**EXERCISE AIM:** Repeat every record below exactly, omitting any pictures.
— Start —
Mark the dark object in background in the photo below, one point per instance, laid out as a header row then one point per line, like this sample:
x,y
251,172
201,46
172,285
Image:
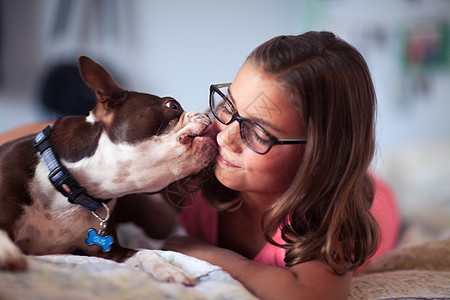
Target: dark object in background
x,y
64,92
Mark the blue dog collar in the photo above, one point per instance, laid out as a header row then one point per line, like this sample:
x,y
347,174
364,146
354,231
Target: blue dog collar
x,y
60,178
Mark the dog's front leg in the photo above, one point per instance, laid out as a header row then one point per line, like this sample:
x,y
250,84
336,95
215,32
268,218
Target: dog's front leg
x,y
152,263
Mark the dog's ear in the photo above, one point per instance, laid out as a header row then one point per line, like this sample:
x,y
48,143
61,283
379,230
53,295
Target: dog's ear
x,y
101,82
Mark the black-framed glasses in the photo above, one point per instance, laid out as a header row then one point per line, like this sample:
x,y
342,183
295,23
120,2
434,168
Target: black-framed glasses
x,y
253,135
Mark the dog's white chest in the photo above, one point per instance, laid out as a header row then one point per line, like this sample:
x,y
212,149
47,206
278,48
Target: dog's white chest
x,y
42,231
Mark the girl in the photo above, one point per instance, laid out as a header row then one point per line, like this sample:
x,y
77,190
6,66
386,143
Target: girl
x,y
287,208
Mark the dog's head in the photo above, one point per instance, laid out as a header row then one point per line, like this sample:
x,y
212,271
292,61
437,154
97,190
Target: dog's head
x,y
152,141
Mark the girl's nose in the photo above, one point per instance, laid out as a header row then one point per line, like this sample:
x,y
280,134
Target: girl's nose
x,y
229,136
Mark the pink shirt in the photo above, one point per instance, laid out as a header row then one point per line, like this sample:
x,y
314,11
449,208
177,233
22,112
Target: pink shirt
x,y
201,221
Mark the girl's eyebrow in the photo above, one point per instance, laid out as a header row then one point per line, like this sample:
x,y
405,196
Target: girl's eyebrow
x,y
255,119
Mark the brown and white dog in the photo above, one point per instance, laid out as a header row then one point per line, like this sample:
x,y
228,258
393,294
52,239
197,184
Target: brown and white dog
x,y
130,143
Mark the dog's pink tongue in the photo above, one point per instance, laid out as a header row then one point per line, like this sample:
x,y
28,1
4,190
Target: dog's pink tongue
x,y
185,139
210,131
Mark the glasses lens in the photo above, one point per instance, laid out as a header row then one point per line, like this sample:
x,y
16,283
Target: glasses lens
x,y
220,108
255,137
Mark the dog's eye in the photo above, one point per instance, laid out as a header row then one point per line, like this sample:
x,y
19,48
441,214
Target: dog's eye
x,y
172,105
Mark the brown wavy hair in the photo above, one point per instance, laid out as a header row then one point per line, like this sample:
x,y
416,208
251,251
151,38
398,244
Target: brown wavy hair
x,y
325,213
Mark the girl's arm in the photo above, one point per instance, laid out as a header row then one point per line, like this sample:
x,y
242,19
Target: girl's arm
x,y
309,280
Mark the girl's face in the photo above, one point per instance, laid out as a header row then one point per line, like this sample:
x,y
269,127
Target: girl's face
x,y
259,98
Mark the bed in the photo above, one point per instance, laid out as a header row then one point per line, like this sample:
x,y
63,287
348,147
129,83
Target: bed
x,y
419,267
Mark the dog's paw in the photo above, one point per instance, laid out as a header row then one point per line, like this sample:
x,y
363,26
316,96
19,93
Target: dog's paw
x,y
11,258
153,264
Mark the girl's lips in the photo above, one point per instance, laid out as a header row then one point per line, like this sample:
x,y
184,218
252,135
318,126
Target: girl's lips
x,y
225,162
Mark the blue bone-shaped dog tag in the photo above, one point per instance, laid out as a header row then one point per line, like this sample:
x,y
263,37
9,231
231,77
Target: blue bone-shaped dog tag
— End —
**RESULT OF THIS EXERCISE:**
Mark the dark object in background in the photo below, one point per instance, laid out as a header row then one point per line, like this sample:
x,y
251,172
201,46
172,285
Image:
Target: dark object in background
x,y
64,92
Mark the blue dog collar in the photo above, one point per instance, laid out as a header row then one point per line, like this sample:
x,y
347,174
364,146
354,231
Target: blue dog collar
x,y
60,178
Mark the dog's front leg in the photo above, one point per instance, laid out as a header row then one point per line, like this sample:
x,y
250,84
336,95
215,32
268,218
Target: dog's front leg
x,y
152,263
Mark the dog's ear in the photo above, one point per instance, laid out as a header row then one point per line, like this sample:
x,y
48,143
61,283
379,230
53,295
Target: dog's ear
x,y
101,82
Mark the black-framed glasses in the photo above, one point per instance, laid out as a header row then one point per line, like this sample:
x,y
342,183
295,23
120,2
434,168
Target: black-framed glasses
x,y
253,135
Mark the dog's white chest in the photo above, one point per instance, laid out as a header row then one point per line, like this sample:
x,y
212,149
47,206
278,48
Target: dog's white chest
x,y
42,231
Mark the girl in the photo above, one point per instance, laid out as a header row then one point per line, like this sample:
x,y
77,190
6,66
386,143
Target: girl
x,y
287,208
Mark the dog's head in the photo above, one point per instance, laid out as a header row then one point per line, like this sample:
x,y
212,271
292,61
437,154
97,190
Target: dog's head
x,y
152,141
Mark the girl's nose in the photo above, one point per instance, laid out as a header row then one point per line, like this sample:
x,y
280,134
Target: girl's nose
x,y
229,136
Mark the pink shirt in the photo above, one point per instance, laid out as a header row then one point per line, like this sample:
x,y
314,11
449,208
177,233
22,112
Target: pink shirt
x,y
201,221
Mark the girl's eyebrow in the photo above, one point per instance, laid out as a header row then one point per line, like this sample:
x,y
405,196
Target: girl's eyebrow
x,y
255,119
Mark the brown and white dog in the photo above, one point per instance, laid out as a header row then one point per line, like this sample:
x,y
228,258
393,294
52,239
197,184
Target: brown and white dog
x,y
130,143
Mark the dog's pink tongue in the photo above, one point per instance, laid out as a header row then one point per line, like this sample:
x,y
28,1
4,190
Target: dog's pink tongue
x,y
185,139
210,131
Mark the glasses lens in the photo above, one point per instance, laid out as a header row then one point per line, like this sample:
x,y
16,283
Target: glasses lens
x,y
220,108
255,137
Mark the dog's eye in the photo above, one point per instance, laid out as a header row then one point per line, like this sample:
x,y
19,48
441,214
Target: dog's eye
x,y
172,105
Mark the brown wavy hair in the photo above, one point per instance, laid out as a header row then one point per line, like this sample:
x,y
416,208
251,251
151,38
398,244
Target: brown wavy hair
x,y
325,213
Mark the girl's arm in the photo above, one point per instance, laid out as a header row then one point per line, like this sample:
x,y
242,19
Target: girl's arm
x,y
309,280
Mark the girl's face in the photo above, one point per instance, laid out as a header row then one point per line, like this sample:
x,y
269,127
Target: girl's face
x,y
259,98
Mark the bed in the photo above, one point per instance, laid out as a header row then one point per line, like this sample:
x,y
63,287
348,147
129,83
Target: bed
x,y
419,267
Mark the dog's paw in the photo above, one point per instance, laid out as a header row then one point per line, like this sample:
x,y
363,26
316,96
19,93
Target: dog's paw
x,y
11,258
153,264
Mark the girl's lips in the photo above, one point per instance, laid out as a header row then one point per line, like this sample:
x,y
184,218
252,135
318,126
Target: girl's lips
x,y
225,162
Mark the blue bone-shaped dog tag in the photo above, one point per instance, laid out as a header row then one point per line, like this sample:
x,y
263,37
9,231
231,77
Target: blue bone-shaped dog tag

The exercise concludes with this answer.